╔══

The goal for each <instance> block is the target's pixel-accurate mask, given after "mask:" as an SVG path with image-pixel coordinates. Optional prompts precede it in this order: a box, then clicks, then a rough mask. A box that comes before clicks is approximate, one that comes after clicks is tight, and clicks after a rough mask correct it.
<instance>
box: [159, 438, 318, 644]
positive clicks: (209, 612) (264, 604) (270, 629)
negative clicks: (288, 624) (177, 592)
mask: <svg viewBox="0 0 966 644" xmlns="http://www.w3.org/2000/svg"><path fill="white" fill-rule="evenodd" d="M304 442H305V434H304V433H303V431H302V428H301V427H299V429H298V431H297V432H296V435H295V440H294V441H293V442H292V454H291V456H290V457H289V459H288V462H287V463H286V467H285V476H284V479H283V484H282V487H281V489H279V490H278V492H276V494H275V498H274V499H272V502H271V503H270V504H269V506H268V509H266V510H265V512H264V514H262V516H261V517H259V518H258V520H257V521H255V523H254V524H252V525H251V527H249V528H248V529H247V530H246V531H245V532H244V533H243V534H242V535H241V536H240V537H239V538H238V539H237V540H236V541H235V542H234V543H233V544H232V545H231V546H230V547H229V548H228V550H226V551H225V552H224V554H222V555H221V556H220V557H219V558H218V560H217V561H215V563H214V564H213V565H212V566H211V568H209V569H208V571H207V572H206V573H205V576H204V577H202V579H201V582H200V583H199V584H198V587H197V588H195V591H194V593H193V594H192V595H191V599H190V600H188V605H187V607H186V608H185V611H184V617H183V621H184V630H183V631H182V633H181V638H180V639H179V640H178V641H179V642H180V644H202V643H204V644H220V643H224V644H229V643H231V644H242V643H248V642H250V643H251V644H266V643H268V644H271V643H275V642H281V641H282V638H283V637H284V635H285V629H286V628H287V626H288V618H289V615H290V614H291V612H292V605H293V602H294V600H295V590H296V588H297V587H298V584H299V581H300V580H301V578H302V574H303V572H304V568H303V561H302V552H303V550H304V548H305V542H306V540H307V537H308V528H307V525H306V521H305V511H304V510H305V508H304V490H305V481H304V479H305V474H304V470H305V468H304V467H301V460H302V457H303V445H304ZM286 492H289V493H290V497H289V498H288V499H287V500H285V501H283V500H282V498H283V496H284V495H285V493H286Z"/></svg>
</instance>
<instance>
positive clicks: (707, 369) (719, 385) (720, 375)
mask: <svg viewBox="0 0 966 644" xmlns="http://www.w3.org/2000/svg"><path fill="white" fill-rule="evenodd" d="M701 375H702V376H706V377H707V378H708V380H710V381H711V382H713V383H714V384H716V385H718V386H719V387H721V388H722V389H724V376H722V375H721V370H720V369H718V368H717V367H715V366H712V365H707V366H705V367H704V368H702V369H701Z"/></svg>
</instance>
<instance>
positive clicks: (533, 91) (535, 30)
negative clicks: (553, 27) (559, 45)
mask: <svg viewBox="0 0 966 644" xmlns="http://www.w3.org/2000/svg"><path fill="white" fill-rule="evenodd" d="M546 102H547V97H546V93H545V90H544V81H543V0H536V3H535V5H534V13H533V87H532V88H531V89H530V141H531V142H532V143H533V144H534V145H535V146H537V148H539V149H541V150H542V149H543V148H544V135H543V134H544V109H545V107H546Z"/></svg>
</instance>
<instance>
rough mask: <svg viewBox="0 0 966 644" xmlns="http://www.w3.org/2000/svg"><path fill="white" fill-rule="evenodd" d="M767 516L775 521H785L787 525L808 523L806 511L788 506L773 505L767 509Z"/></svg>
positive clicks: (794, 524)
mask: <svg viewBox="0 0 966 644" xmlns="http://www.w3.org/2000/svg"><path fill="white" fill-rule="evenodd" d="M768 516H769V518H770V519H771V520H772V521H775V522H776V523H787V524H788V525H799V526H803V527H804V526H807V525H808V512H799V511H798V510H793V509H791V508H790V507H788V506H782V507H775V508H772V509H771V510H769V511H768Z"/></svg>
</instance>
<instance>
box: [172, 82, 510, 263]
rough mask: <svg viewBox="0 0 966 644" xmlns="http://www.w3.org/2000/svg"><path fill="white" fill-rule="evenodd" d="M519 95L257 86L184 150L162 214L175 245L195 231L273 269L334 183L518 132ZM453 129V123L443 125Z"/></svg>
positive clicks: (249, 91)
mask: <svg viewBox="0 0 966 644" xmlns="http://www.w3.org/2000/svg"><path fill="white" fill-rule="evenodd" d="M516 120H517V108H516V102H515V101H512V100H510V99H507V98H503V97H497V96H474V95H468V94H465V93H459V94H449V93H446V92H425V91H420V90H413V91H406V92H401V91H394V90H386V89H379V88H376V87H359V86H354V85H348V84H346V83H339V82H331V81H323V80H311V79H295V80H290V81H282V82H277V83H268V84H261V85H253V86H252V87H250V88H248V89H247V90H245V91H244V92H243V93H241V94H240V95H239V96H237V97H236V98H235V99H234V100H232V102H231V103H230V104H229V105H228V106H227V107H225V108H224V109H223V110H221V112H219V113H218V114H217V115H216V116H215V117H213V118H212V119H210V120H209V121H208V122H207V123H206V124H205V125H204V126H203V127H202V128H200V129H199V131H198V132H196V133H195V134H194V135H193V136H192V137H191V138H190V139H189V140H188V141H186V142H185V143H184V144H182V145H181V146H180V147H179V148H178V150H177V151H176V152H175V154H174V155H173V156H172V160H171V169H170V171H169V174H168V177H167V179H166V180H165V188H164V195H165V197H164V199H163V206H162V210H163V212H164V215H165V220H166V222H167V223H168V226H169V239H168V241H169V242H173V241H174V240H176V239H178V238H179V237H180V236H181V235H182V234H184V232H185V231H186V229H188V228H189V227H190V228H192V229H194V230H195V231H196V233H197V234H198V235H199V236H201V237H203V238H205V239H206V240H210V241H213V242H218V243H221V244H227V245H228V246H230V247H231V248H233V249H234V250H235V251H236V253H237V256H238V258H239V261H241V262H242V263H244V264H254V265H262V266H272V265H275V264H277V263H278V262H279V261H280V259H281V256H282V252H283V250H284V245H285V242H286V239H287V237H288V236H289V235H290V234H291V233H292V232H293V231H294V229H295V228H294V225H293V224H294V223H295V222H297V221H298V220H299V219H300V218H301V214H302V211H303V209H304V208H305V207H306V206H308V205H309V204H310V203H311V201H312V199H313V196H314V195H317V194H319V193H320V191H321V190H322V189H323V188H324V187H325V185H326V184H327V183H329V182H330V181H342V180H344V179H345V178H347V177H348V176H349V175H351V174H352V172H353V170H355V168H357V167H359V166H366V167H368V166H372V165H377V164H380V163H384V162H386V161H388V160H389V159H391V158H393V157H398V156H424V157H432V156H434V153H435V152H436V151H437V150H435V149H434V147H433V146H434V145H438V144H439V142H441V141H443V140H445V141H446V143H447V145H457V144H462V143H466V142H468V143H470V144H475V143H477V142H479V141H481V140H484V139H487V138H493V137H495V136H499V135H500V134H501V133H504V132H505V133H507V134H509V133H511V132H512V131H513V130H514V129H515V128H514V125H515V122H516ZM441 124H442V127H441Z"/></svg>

╚══

### What the task asks
Repeat, word for word, all of the data shown above.

### Exercise output
The goal for each <instance> block is the target's pixel-accurate mask, given after "mask:" as an SVG path with image-pixel coordinates. Optional prompts precede it in this order: a box, then clicks, then a rough mask. A box that comes before clicks is approximate, one that comes after clicks is tight, and clicks after a rough mask correct it.
<instance>
box: [159, 438, 318, 644]
positive clicks: (209, 612) (264, 604) (270, 629)
negative clicks: (288, 624) (177, 592)
mask: <svg viewBox="0 0 966 644" xmlns="http://www.w3.org/2000/svg"><path fill="white" fill-rule="evenodd" d="M304 442H305V434H304V433H303V431H302V428H301V427H299V429H298V431H297V432H296V435H295V440H294V441H293V442H292V454H291V456H290V457H289V459H288V462H287V463H286V467H285V476H284V479H283V484H282V487H281V489H279V490H278V492H276V494H275V498H274V499H272V502H271V503H270V504H269V506H268V509H266V510H265V512H264V514H262V516H261V517H259V518H258V520H257V521H255V523H254V524H252V525H251V527H249V528H248V529H247V530H246V531H245V532H244V533H243V534H242V535H241V536H240V537H239V538H238V539H237V540H236V541H235V542H234V543H233V544H232V545H231V546H230V547H229V548H228V550H226V551H225V552H224V554H222V555H221V556H220V557H219V558H218V560H217V561H215V563H214V564H213V565H212V566H211V568H209V569H208V571H207V572H206V573H205V576H204V577H202V579H201V582H200V583H199V584H198V587H197V588H195V591H194V593H193V594H192V595H191V599H190V600H188V605H187V607H186V608H185V611H184V617H183V621H184V630H183V631H182V633H181V638H180V639H179V640H178V641H179V642H180V644H202V643H204V644H220V643H224V644H229V643H231V644H242V643H248V642H250V643H251V644H266V643H268V644H271V643H275V642H281V641H282V638H283V637H284V635H285V629H286V628H287V626H288V618H289V615H290V614H291V612H292V605H293V602H294V600H295V590H296V588H297V587H298V584H299V581H300V580H301V578H302V574H303V572H304V568H303V561H302V552H303V550H304V548H305V542H306V540H307V537H308V528H307V525H306V521H305V511H304V510H305V508H304V490H305V481H304V479H305V474H304V470H305V468H304V467H301V460H302V457H303V445H304ZM286 492H289V493H290V497H289V498H288V499H287V500H285V501H283V500H282V498H283V496H284V495H285V493H286Z"/></svg>
</instance>
<instance>
positive clicks: (707, 369) (719, 385) (720, 375)
mask: <svg viewBox="0 0 966 644" xmlns="http://www.w3.org/2000/svg"><path fill="white" fill-rule="evenodd" d="M701 375H702V376H706V377H707V378H708V380H710V381H711V382H713V383H714V384H716V385H718V386H719V387H721V388H722V389H724V376H722V375H721V370H720V369H718V368H717V367H715V366H712V365H707V366H705V367H704V368H702V369H701Z"/></svg>
</instance>
<instance>
positive clicks: (533, 91) (535, 30)
negative clicks: (553, 27) (559, 45)
mask: <svg viewBox="0 0 966 644" xmlns="http://www.w3.org/2000/svg"><path fill="white" fill-rule="evenodd" d="M546 102H547V97H546V93H545V90H544V81H543V0H536V3H535V5H534V13H533V87H532V88H531V89H530V141H531V142H532V143H533V144H534V145H535V146H537V148H539V149H541V150H542V149H543V148H544V135H543V134H544V109H545V107H546Z"/></svg>
</instance>
<instance>
rough mask: <svg viewBox="0 0 966 644" xmlns="http://www.w3.org/2000/svg"><path fill="white" fill-rule="evenodd" d="M767 516L775 521H785L787 525L808 523L806 511L788 506L773 505L767 509Z"/></svg>
positive clicks: (794, 524)
mask: <svg viewBox="0 0 966 644" xmlns="http://www.w3.org/2000/svg"><path fill="white" fill-rule="evenodd" d="M768 516H769V518H770V519H771V520H772V521H775V522H776V523H787V524H788V525H799V526H803V527H804V526H807V525H808V512H799V511H798V510H793V509H791V508H790V507H788V506H782V507H775V508H772V509H771V510H769V511H768Z"/></svg>
</instance>
<instance>
box: [172, 82, 510, 263]
rough mask: <svg viewBox="0 0 966 644" xmlns="http://www.w3.org/2000/svg"><path fill="white" fill-rule="evenodd" d="M519 95L257 86L184 150L162 214L175 245L195 231L273 269L334 183L518 132ZM453 129V123L443 125Z"/></svg>
positive clicks: (249, 91)
mask: <svg viewBox="0 0 966 644" xmlns="http://www.w3.org/2000/svg"><path fill="white" fill-rule="evenodd" d="M516 120H517V108H516V102H515V101H512V100H510V99H507V98H503V97H497V96H474V95H468V94H465V93H459V94H449V93H446V92H425V91H420V90H413V91H406V92H401V91H394V90H386V89H379V88H376V87H359V86H354V85H348V84H346V83H339V82H331V81H323V80H311V79H295V80H290V81H282V82H277V83H268V84H261V85H253V86H252V87H250V88H248V89H247V90H245V91H244V92H243V93H241V94H240V95H239V96H237V97H236V98H235V99H234V100H232V102H231V103H230V104H229V105H228V106H227V107H225V108H224V109H223V110H221V112H219V113H218V114H217V115H216V116H215V117H213V118H212V119H210V120H209V121H208V122H207V123H206V124H205V125H204V126H203V127H202V128H200V129H199V131H198V132H196V133H195V134H194V135H193V136H192V137H191V138H190V139H189V140H188V141H186V142H185V143H184V144H182V145H181V146H180V147H179V148H178V150H177V151H176V152H175V154H174V155H173V156H172V160H171V169H170V171H169V174H168V177H167V179H166V180H165V188H164V195H165V197H164V199H163V206H162V210H163V212H164V215H165V220H166V222H167V223H168V226H169V239H168V241H169V242H173V241H174V240H176V239H178V238H179V237H180V236H181V235H182V234H184V232H185V231H186V229H188V228H189V227H190V228H192V229H194V230H195V231H196V233H197V234H198V235H199V236H201V237H203V238H205V239H206V240H210V241H213V242H218V243H221V244H227V245H228V246H230V247H231V248H233V249H234V250H235V251H236V253H237V256H238V258H239V261H241V262H242V263H244V264H254V265H262V266H272V265H275V264H277V263H278V262H279V261H280V259H281V256H282V252H283V250H284V245H285V242H286V239H287V237H288V236H289V235H290V234H291V233H292V232H293V231H294V229H295V228H294V225H293V224H294V223H295V222H297V221H298V220H299V219H300V218H301V214H302V211H303V209H304V208H305V207H306V206H308V205H309V204H310V203H311V201H312V199H313V196H314V195H317V194H319V193H320V191H321V190H322V189H323V188H324V187H325V185H326V184H327V183H329V182H330V181H342V180H344V179H345V178H347V177H348V176H349V175H351V174H352V172H353V170H355V168H357V167H359V166H366V167H368V166H372V165H377V164H380V163H384V162H386V161H388V160H389V159H391V158H393V157H398V156H424V157H432V156H434V153H435V152H436V151H437V150H435V149H434V147H433V146H434V145H438V144H439V142H441V141H443V140H445V141H446V143H447V145H457V144H462V143H466V142H468V143H470V144H475V143H477V142H479V141H481V140H484V139H487V138H493V137H495V136H499V135H500V134H501V133H504V132H505V133H507V134H509V133H511V132H512V131H513V130H514V129H515V128H514V125H515V122H516ZM441 124H442V127H441Z"/></svg>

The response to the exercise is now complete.